The Brennan Center for Justice estimates that the GOP picked up 6 additional House seats in 2012 due to redistricting. In a study by Professor Sam Wang of Princeton University the Democrats got 1.4 million more votes than Republicans in House races yet the GOP won 234 seats to the Democrats 201. (LA Times, Feb. 6, 2013 by David Horsey- Short of votes, Republicans gerrymander way back to power).
Gerrymandering is highly undemocratic because it causes some votes to carry more weight than others which is contrary to the principle of "one man, one vote" which requires that votes should not be weighted.
The point is that if you get to choose the ground on which electoral battles are fought, you are likely to win them.
Interestingly, in the Senate as well the Republicans are represented far beyond their proportion of the electorate. This is because of the small-state advantage i.e. they have the majority among the 20 smallest states.
The Republicans have used their majority in the House to obstruct the President at every turn. They were aided by the Senate Republicans who although they were in the minority they could block legislative action by the use of the filibuster i.e. endless debate to prevent bills from coming to a vote.
This ploy was originally used in exceptional circumstances by both parties but between 2007 and 2009 it affected a record 70% of major legislation (US News & World Report - The Staggering Rise of the filibuster, by Robert Schlesinger, November 25, 2009).
They blocked bills proposed by President Obama though they originally supported them such as Cap and Trade, Infrastructure spending, mandates under the Affordable Care Act, the Dream Act and raising the debt-ceiling.
Through their majority in the House and their manipulative advantage in the Senate the Republicans hoped they could leverage these in presidential elections and achieve the third part of their plan which was to win the big prize - the White House.
VOTER SUPPRESSION
After the Republicans gained new statehouse majorities in the 2010 elections, the majority of States introduced proposals to enact restrictions on the right to vote. The name of the game was voter suppression i.e. influence the outcome of an election by preventing the people who might vote against your candidate from exercising their right to vote.
According to The Brennan Center for Justice 25 laws and 2 executive actions were passed in 19 states between 2011 and 2012 to impose ID restrictions, shorten early voting, purge voter rolls or limit registration drives among other measures. They were targeted mainly at minorities who are traditional Democratic voters.

§ **Record set**
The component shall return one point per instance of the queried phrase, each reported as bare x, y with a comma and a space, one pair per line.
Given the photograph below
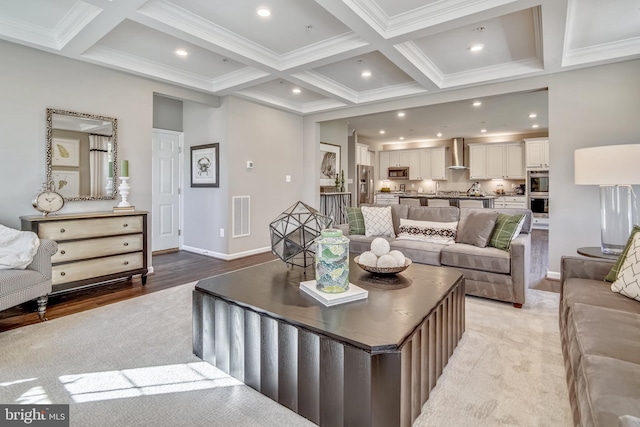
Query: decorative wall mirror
82, 154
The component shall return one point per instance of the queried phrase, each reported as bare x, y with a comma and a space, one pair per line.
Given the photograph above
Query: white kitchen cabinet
537, 153
438, 163
512, 202
362, 155
497, 161
477, 162
383, 161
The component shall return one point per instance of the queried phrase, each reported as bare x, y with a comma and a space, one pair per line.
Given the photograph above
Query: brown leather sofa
600, 334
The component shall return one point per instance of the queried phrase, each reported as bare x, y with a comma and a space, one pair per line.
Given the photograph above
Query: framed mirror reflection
82, 153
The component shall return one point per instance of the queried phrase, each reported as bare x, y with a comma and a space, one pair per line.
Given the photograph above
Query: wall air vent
241, 214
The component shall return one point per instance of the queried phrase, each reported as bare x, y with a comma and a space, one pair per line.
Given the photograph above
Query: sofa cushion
613, 274
431, 213
591, 332
594, 292
356, 221
428, 231
606, 388
628, 281
378, 221
472, 257
506, 229
420, 252
476, 228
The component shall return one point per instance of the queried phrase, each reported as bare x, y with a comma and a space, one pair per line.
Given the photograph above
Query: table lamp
615, 168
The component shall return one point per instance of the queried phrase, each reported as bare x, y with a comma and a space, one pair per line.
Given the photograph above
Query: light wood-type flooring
180, 267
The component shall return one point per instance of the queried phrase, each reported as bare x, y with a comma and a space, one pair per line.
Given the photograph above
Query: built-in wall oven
538, 193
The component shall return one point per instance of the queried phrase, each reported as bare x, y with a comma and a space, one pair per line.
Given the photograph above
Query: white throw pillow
628, 281
377, 221
428, 231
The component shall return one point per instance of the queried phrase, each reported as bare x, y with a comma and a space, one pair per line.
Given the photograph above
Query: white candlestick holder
123, 189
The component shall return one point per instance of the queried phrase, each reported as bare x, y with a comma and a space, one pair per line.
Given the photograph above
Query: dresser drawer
82, 249
81, 270
86, 228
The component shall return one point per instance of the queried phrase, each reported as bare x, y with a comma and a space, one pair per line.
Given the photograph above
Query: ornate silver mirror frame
82, 155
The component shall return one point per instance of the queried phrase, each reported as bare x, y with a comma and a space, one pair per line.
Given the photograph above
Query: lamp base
618, 214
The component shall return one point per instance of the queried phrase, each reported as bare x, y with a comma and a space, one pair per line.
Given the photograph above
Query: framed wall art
205, 162
329, 163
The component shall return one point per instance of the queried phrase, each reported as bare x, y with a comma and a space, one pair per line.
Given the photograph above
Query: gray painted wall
167, 113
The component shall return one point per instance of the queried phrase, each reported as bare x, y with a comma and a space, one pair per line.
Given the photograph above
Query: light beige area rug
130, 364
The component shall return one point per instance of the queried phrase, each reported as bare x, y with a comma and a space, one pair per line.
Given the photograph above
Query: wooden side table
595, 252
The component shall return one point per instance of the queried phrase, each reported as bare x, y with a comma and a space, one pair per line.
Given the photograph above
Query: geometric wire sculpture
293, 234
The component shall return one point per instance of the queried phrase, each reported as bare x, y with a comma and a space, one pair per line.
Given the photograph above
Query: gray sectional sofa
600, 334
489, 272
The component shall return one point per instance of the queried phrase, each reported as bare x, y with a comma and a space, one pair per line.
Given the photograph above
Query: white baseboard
553, 275
225, 257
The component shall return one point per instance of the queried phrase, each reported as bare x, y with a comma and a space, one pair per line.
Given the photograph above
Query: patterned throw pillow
613, 274
377, 221
428, 231
356, 221
506, 229
628, 281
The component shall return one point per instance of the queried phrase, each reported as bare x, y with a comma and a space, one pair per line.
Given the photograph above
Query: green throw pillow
356, 221
506, 229
613, 274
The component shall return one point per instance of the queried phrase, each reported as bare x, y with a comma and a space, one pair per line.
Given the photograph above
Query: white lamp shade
608, 165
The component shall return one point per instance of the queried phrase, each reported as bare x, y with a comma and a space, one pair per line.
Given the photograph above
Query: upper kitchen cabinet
497, 161
537, 153
383, 161
363, 155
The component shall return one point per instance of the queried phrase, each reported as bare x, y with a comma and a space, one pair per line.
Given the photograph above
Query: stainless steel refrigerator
365, 184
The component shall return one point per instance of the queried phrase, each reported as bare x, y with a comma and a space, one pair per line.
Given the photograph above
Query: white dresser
93, 248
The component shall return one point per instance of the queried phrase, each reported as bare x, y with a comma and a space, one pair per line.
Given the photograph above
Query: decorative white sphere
380, 246
368, 258
398, 256
387, 261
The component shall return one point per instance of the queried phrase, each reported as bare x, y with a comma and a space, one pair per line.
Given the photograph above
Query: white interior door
165, 211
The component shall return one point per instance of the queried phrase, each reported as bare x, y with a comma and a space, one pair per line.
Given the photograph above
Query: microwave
400, 172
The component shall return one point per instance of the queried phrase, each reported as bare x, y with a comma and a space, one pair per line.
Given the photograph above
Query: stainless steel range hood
457, 154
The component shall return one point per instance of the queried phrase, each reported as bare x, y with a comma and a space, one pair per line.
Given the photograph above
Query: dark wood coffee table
367, 363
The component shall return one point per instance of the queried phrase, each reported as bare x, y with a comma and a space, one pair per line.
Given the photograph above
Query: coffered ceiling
322, 47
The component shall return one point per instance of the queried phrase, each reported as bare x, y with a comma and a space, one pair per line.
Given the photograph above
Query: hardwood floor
177, 268
170, 269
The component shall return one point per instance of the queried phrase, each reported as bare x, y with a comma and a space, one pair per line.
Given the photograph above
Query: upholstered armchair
19, 286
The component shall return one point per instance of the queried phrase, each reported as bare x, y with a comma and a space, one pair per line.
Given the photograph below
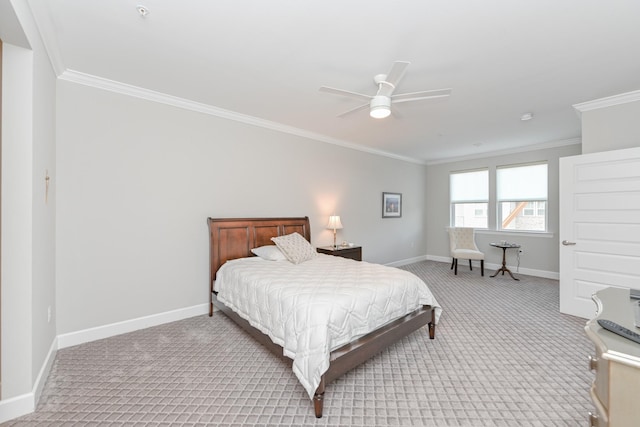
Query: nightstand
352, 252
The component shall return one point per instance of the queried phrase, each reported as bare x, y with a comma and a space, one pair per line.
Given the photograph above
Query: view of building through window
469, 193
521, 198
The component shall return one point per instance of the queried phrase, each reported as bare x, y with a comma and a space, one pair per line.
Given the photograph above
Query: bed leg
432, 324
318, 398
318, 404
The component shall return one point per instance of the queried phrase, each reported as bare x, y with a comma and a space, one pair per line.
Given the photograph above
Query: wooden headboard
231, 238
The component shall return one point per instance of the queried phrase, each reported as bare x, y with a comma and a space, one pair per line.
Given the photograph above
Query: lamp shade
334, 222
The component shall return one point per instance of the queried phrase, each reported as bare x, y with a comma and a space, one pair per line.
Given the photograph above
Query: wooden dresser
616, 388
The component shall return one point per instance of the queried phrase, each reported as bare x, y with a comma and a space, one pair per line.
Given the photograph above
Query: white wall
28, 239
137, 180
611, 128
540, 252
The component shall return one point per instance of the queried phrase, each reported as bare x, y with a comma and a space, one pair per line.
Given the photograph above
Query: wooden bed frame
231, 238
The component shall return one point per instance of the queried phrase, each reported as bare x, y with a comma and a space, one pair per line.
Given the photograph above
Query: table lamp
334, 224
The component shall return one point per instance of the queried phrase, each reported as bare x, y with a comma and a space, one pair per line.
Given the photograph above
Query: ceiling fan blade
393, 78
353, 110
346, 93
418, 96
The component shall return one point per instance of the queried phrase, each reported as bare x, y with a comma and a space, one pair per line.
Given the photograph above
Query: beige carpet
503, 356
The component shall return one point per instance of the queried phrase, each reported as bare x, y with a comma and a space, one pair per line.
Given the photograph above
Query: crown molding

§ **What is expected**
Write out the stretch of the gerrymandering and voter suppression passage above from "The Brennan Center for Justice estimates" through "to win them.", word for word.

§ **Solved problem**
The Brennan Center for Justice estimates that the GOP picked up 6 additional House seats in 2012 due to redistricting. In a study by Professor Sam Wang of Princeton University the Democrats got 1.4 million more votes than Republicans in House races yet the GOP won 234 seats to the Democrats 201. (LA Times, Feb. 6, 2013 by David Horsey- Short of votes, Republicans gerrymander way back to power).
Gerrymandering is highly undemocratic because it causes some votes to carry more weight than others which is contrary to the principle of "one man, one vote" which requires that votes should not be weighted.
The point is that if you get to choose the ground on which electoral battles are fought, you are likely to win them.